ATLANTA - Fredi Gonzalez almost never talks about the Great Collapse of 2011. The third-year Atlanta Braves skipper may have lost much hair and sleep and confidence over that grim September swoon. Losing 18 of your final 26 games, and all of an 8.5-game lead for a wildcard berth over the season's final month will do that to a guy.
Still, he normally keeps that frustration pretty well hidden. Just like the 11 active players from that 2011 team who are still logging important minutes on the 2013 Braves.
Yet if his memory didn't exactly morph into widespread panic during Sunday afternoon's game against Miami, at least a silly millimeter of concern crossed Gonzalez's mind. Not so much because a wild pitch had ended the team's 14-game winning streak on Saturday night in a 1-0 defeat. Everyone loses a few over 162 games.
But now Saturday had rolled into Sunday and the Braves were already down 3-0 to the Marlins before the second inning was half done.
"You lose 1-0 on a wild pitch Saturday night, then start this one the way we did," began Gonzalez late Sunday afternoon. "You kind of think, 'Oh, no, it's going to be one of those days."
Instead, it became another one of those days the 2013 Braves are becoming known for, days of comebacks and clutch hits and cool pitching under fire.
That 3-0 hole became a 9-4 victory, Atlanta's 72nd of the year against just 46 defeats, the best record in all of baseball. The NL East lead is now 14.5 games over the Washington Nationals.
"It's what we've been doing all year," said Big Peach native Jason Heyward after posting his first four-hit game since September of 2010. "Just help each other out."
Said Freddie Freeman, who helped mightily with a three-run homer in the fifth to briefly turn a 3-1 deficit into a 4-3 lead before the Marlins tied it at 4-all: "We never panic. One guy gets on, another moves him over, another gets him home. There's a lot of trust in our guys right now. We really believe in each other."
This was the way it used to be in the Braves' good ol' days, when one of the best starting pitching staffs ever assembled - Greg Maddux, Tom Glavine, John Smoltz, etc. - kept it close and a few savvy hitters (Chipper Jones, Javy Lopez, Fred McGriff, David Justice) would produce just enough runs to almost always win.

__Provided records__
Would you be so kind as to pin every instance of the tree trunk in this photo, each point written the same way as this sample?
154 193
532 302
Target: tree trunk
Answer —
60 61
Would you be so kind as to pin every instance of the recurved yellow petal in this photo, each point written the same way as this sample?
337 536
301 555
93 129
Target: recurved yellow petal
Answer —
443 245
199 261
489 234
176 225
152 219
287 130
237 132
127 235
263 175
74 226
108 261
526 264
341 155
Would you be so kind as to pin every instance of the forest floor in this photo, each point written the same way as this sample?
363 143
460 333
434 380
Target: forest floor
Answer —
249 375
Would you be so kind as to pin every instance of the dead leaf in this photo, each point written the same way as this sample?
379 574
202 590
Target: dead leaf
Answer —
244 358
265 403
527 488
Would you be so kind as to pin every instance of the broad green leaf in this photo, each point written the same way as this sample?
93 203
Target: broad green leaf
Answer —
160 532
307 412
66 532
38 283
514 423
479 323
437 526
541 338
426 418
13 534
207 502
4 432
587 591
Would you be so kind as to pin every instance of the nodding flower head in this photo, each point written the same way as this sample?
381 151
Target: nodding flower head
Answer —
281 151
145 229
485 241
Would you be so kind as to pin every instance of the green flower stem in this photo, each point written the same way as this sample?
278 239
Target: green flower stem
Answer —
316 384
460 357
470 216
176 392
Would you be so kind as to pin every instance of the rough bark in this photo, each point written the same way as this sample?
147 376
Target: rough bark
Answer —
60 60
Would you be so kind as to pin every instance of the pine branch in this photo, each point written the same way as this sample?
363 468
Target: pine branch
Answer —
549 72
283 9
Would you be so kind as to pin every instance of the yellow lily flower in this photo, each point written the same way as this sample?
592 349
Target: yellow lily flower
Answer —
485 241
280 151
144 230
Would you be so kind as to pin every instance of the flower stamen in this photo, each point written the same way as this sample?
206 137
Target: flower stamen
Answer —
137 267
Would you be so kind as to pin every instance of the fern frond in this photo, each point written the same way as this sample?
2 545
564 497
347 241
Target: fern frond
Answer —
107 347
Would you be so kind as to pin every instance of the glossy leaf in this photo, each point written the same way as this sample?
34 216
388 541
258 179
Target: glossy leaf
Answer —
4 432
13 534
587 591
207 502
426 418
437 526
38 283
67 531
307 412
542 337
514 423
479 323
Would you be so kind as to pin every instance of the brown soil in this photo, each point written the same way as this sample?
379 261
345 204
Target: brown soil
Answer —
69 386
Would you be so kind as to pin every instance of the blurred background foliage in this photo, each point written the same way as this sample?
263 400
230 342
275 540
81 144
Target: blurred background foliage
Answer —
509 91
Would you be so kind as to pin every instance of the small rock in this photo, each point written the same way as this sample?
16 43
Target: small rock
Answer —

__Short problem 1__
Quote the Braves article word for word, the stretch from "That 3-0 hole" through "the Washington Nationals.".
__Short problem 2__
According to the Braves article, what ended the team's 14-game winning streak on Saturday night?
The data is separate from the Braves article.

__Written response 1__
That 3-0 hole became a 9-4 victory, Atlanta's 72nd of the year against just 46 defeats, the best record in all of baseball. The NL East lead is now 14.5 games over the Washington Nationals.

__Written response 2__
A wild pitch ended it, in a 1-0 defeat.